*Task to carry out*.
In the text on neuromarketing, who coined the field's name, and in what year?

### Given text ###

If neuroscience is seen as being in its infancy, neuromarketing is clearly in an embryonic state. Marketing academics have just discovered the opportunity to understand the brain circuits involved in the search, selection, and purchase of a product (Morin, 2011). While the field of economics has begun using neuroimaging techniques in its research which has resulted in the field of neuroeconomics, the marketing profession has been much less willing to expanding its research activities using new techniques, even though both fields share common interests such as decision making and exchange (Lee, Broderick, & Chamberlain, 2007). Neuromarketing is an emerging, interdisciplinary field combining psychology, neuroscience, and economics (Lee et. al., 2007) coined by Smidts in 2002 (Lewis & Bridger, 2005).

While neuroscience has grown dramatically in the last decade, it has not penetrated easily into marketing academia mainly because very few researchers have formal training in cognitive neuroscience and the fear produced by public criticism about the ethical issues involved in the use of neuroimaging (Morin, 2011). Despite being raised in numerous articles, this debate has not been explicit in Mexican universities, including a large number of scholars and students who know basics of neuroscience in spite of working directly with the search, satisfaction, and needs assessment of consumers.

The brain is responsible for all consumer behavior. Despite being only 2% of total body mass, it uses a large amount of energy – approximately 20% of an individual’s total energy. Most of the functions an individual requires are handled by the brain at an unconscious level. This explains why nearly 80% of cerebral energy is required to maintain the baseline status. Clearly, cerebral energy uses only 20% of the brain consciously (Morin, 2011). Therefore, it is disturbing that, despite this fact, companies continue applying methodologies based on reports articulated of their clients, thus jeopardizing their investments and waste the vast amount of time and money spent each year on brain studies.

### Supplied information ###

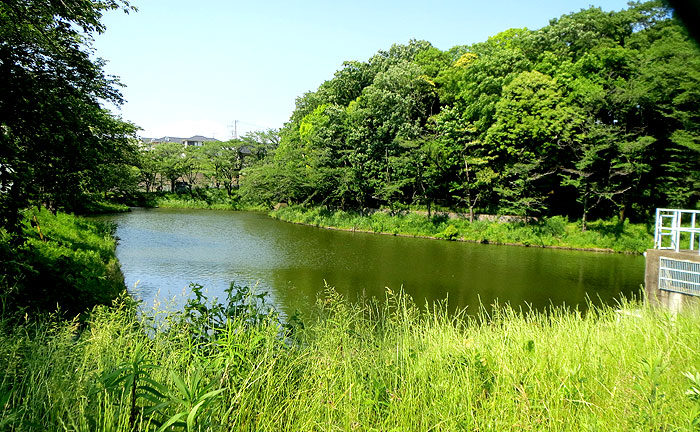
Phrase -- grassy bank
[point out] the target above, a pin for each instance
(550, 232)
(67, 262)
(211, 199)
(355, 366)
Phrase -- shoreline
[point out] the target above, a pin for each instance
(459, 239)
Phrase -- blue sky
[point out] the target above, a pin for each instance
(196, 67)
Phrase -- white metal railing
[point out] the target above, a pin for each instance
(679, 276)
(677, 228)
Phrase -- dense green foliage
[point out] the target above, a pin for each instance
(353, 366)
(553, 231)
(67, 263)
(595, 114)
(200, 198)
(57, 142)
(215, 164)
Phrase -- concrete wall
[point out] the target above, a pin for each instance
(672, 300)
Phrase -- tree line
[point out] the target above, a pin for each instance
(594, 115)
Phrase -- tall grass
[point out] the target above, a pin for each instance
(66, 262)
(369, 365)
(549, 232)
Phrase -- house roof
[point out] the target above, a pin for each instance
(199, 138)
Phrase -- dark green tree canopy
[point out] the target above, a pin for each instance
(595, 113)
(55, 136)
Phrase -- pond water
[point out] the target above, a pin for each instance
(163, 250)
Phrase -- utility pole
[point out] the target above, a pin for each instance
(234, 126)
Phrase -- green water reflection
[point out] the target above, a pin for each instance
(164, 250)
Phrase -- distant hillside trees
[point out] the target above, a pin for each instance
(596, 114)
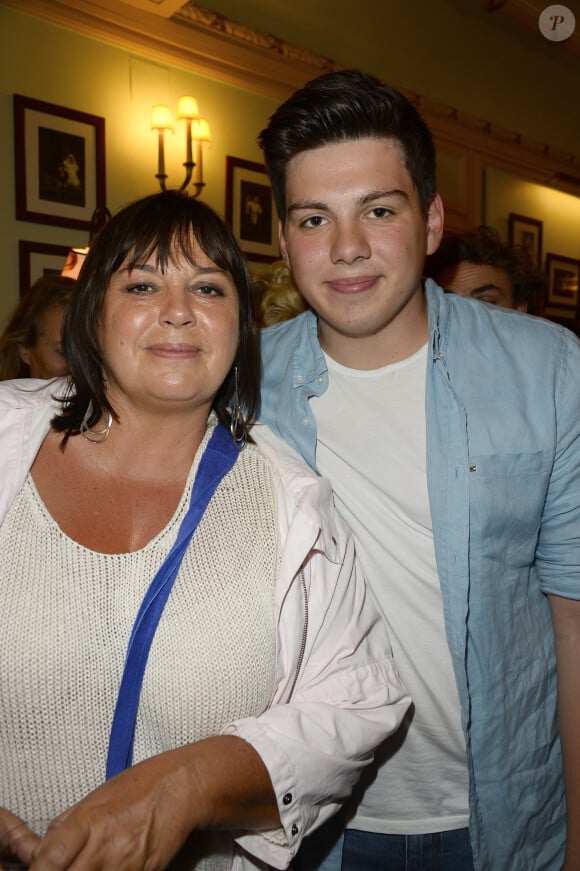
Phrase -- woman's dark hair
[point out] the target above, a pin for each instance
(162, 224)
(27, 322)
(342, 106)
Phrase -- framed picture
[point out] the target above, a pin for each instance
(526, 232)
(59, 163)
(37, 259)
(563, 294)
(250, 209)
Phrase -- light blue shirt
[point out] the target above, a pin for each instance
(503, 461)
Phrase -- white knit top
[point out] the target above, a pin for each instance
(67, 613)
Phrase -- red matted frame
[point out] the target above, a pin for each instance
(250, 209)
(37, 259)
(60, 163)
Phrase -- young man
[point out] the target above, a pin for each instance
(479, 265)
(451, 435)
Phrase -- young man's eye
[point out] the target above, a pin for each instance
(381, 212)
(313, 221)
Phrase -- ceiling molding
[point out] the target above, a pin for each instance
(206, 43)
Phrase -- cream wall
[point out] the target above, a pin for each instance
(59, 66)
(559, 212)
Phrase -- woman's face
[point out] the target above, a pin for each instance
(169, 338)
(45, 358)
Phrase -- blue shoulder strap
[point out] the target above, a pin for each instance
(218, 458)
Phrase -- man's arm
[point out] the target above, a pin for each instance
(566, 622)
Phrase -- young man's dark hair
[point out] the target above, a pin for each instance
(450, 433)
(347, 105)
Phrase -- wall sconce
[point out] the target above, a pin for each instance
(196, 133)
(76, 256)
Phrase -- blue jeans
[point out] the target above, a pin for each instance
(354, 850)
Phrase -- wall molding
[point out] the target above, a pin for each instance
(213, 46)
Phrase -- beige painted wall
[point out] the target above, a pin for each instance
(58, 66)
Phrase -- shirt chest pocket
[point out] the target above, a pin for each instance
(507, 495)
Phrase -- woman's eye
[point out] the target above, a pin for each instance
(209, 290)
(139, 288)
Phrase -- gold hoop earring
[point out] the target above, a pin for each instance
(238, 427)
(95, 436)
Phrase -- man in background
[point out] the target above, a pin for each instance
(479, 265)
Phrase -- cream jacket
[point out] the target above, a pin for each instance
(337, 693)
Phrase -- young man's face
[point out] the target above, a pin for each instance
(355, 239)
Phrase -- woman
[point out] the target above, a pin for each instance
(31, 344)
(269, 679)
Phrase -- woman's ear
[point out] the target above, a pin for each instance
(24, 354)
(435, 220)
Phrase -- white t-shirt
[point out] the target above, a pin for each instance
(372, 447)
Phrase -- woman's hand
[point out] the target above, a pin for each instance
(138, 820)
(16, 839)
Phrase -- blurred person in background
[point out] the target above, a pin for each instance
(479, 265)
(31, 344)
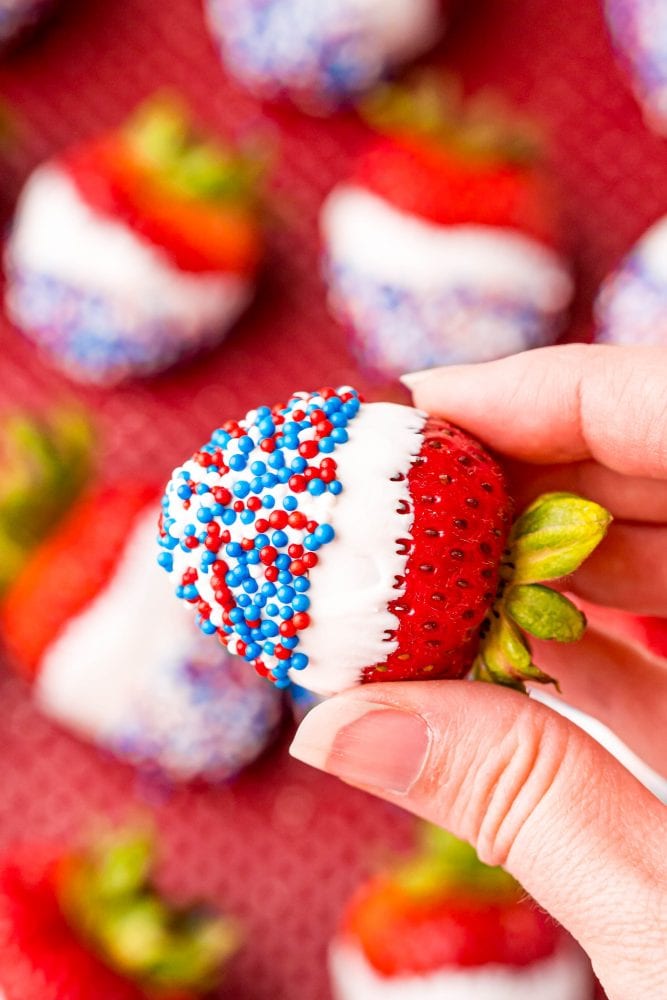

###

*Task answer*.
Smidts, in 2002.